▶ [Dataset]
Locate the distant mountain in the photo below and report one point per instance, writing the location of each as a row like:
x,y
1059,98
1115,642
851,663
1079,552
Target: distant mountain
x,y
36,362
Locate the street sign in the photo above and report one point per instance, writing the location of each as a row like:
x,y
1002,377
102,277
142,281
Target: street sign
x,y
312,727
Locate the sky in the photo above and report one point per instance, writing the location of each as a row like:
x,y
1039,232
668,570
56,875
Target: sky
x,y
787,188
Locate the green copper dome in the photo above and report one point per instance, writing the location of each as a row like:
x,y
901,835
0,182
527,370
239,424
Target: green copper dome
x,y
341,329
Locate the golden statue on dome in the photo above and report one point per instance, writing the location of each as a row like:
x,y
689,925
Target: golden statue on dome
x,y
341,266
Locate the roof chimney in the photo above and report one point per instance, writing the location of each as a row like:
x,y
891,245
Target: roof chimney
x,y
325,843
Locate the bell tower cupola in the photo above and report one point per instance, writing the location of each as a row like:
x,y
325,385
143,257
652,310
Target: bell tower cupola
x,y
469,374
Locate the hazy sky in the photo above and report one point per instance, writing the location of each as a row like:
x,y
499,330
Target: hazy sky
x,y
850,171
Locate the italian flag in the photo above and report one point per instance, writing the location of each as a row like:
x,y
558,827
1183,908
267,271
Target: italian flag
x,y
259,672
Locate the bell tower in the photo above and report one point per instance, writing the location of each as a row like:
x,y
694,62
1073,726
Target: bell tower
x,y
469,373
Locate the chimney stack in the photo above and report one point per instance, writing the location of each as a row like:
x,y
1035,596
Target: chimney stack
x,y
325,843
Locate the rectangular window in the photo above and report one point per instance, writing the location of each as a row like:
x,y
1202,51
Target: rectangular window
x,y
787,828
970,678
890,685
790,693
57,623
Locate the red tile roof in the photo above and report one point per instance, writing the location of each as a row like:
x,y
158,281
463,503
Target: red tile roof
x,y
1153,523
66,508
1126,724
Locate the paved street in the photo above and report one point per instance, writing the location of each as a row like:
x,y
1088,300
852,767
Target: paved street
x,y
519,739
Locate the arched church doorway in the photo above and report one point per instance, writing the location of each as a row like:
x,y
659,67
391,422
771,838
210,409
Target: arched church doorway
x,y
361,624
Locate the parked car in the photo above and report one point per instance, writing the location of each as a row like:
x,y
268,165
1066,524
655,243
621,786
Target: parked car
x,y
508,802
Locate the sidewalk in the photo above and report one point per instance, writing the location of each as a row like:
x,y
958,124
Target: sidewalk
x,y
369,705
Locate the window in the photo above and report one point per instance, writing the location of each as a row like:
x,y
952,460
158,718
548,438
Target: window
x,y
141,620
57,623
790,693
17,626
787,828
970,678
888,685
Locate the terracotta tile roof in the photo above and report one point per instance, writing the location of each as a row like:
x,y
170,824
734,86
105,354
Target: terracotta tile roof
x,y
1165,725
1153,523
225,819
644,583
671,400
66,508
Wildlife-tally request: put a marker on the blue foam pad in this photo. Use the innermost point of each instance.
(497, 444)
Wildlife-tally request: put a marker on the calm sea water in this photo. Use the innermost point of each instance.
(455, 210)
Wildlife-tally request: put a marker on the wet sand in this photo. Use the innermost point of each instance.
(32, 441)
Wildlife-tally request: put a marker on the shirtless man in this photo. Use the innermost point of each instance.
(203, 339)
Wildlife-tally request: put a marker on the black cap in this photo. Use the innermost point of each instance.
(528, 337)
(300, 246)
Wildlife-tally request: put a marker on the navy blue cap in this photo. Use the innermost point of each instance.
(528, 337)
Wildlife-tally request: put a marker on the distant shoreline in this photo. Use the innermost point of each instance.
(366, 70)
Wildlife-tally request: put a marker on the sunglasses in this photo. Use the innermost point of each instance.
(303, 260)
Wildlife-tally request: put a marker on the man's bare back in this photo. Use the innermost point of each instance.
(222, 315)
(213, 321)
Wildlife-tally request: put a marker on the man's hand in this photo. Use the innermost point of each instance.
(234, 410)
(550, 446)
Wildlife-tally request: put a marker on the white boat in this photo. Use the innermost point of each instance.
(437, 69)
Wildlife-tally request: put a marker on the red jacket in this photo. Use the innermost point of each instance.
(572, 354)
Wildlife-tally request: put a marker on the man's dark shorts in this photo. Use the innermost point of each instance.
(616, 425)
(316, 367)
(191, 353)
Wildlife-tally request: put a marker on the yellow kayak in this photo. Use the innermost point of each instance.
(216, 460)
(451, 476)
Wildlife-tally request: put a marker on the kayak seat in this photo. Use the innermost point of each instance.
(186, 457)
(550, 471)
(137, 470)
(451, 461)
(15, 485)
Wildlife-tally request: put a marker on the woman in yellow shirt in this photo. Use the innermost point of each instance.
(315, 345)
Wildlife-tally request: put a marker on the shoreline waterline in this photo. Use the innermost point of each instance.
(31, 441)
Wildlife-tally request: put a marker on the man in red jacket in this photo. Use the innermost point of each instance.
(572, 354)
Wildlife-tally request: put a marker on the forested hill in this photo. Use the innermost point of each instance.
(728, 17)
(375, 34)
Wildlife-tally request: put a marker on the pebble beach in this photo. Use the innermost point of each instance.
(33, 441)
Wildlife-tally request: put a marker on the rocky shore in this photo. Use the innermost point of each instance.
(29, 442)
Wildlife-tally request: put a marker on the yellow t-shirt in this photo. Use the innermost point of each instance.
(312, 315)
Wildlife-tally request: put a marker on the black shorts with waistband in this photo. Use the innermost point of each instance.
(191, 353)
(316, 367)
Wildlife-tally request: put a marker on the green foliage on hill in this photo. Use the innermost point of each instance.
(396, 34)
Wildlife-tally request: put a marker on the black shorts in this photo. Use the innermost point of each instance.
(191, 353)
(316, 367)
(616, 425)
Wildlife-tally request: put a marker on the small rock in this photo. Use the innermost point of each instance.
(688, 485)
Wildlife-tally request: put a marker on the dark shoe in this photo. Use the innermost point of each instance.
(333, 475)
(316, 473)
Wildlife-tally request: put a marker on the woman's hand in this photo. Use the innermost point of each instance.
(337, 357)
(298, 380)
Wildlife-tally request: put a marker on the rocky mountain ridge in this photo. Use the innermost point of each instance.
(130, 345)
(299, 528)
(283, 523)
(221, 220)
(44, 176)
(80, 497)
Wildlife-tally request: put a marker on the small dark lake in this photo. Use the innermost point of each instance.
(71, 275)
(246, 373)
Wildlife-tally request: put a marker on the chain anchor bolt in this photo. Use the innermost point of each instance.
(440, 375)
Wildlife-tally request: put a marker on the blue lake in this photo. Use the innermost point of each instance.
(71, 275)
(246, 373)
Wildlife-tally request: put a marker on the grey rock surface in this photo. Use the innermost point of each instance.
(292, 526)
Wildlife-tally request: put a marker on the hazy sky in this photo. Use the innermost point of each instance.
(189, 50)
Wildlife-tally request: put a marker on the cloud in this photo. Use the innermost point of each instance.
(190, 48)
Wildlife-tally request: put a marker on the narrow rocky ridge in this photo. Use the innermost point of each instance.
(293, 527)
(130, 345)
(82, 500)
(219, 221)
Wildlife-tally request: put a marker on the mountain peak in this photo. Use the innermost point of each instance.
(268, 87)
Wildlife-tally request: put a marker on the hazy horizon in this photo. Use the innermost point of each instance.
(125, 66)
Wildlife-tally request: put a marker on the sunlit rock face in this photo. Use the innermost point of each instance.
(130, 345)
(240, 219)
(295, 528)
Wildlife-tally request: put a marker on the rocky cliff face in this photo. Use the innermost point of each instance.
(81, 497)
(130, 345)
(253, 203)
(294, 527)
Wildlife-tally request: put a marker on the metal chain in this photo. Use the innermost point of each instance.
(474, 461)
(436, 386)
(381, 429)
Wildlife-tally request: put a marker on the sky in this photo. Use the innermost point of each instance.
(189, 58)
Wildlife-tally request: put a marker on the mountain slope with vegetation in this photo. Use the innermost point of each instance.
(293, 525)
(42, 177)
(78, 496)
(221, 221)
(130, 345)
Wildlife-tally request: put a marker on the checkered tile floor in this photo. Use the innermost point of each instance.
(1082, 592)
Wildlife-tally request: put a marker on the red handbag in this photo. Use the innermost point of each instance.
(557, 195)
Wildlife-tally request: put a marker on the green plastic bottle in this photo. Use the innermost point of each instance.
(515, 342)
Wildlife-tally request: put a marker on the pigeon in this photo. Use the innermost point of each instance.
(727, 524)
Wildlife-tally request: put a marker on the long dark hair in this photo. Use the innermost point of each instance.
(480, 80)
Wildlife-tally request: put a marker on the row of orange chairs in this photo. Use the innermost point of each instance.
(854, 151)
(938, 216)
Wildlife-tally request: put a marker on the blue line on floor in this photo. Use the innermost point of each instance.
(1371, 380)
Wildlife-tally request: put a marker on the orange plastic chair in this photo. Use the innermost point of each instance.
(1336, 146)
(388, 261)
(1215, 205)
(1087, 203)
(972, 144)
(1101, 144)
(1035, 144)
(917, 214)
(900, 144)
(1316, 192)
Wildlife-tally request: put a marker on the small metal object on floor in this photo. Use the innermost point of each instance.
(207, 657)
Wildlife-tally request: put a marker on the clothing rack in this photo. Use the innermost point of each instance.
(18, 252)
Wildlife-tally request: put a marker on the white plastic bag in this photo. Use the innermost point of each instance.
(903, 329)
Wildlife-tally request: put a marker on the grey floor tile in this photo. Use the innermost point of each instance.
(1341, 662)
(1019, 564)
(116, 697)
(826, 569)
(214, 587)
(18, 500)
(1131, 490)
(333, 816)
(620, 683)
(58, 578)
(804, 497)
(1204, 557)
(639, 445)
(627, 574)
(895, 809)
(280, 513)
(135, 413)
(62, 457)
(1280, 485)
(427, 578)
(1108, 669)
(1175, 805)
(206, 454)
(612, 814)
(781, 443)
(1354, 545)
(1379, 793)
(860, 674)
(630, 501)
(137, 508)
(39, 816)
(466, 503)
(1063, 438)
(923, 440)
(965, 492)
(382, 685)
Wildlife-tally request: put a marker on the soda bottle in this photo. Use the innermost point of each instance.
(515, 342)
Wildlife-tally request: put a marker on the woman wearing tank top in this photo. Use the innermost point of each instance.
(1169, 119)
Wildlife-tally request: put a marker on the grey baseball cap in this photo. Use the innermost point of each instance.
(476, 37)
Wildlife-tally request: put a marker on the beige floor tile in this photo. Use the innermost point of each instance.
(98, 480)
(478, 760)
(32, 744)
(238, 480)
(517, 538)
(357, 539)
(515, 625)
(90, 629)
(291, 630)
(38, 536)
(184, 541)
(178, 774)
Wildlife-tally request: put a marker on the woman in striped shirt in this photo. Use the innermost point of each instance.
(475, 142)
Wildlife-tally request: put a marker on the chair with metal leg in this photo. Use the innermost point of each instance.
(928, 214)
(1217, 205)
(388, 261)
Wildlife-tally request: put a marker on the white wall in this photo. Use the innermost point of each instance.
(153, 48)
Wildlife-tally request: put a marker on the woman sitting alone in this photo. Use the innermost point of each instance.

▶ [What you have to do]
Up to and including the last line of the listing above, copy exactly every line from the one that contains "Wildlife-tally request: put a marker on the woman wearing" onward; leave out all others.

▶ [Response to the exercise]
Wildlife-tally request: put a marker on the woman wearing tank top in this photo. Use the innermost point of each instance.
(1169, 119)
Wildlife-tally request: put a marker on the grey baseball cap in this photo. Use the innermost point of each instance.
(476, 37)
Wildlife-tally request: put a marker on the beige floor tile in this photo. Use the innermost point of each instance.
(98, 480)
(478, 760)
(32, 744)
(238, 480)
(517, 538)
(357, 539)
(515, 625)
(90, 629)
(291, 630)
(38, 536)
(184, 541)
(178, 774)
Wildlife-tally request: put a marker on the woman in striped shirt in this photo. Use the innermost point of each instance.
(475, 142)
Wildlife-tally request: put a marker on the chair with metal leg in this photo. Use the innermost point of each instance.
(928, 214)
(1217, 205)
(388, 261)
Wildlife-tally request: put a marker on the white wall in this photo. Use the innermost point of each instance.
(153, 48)
Wildlife-tally request: put a marker on the woman sitting alone in this photo. Use the innermost point of each instance.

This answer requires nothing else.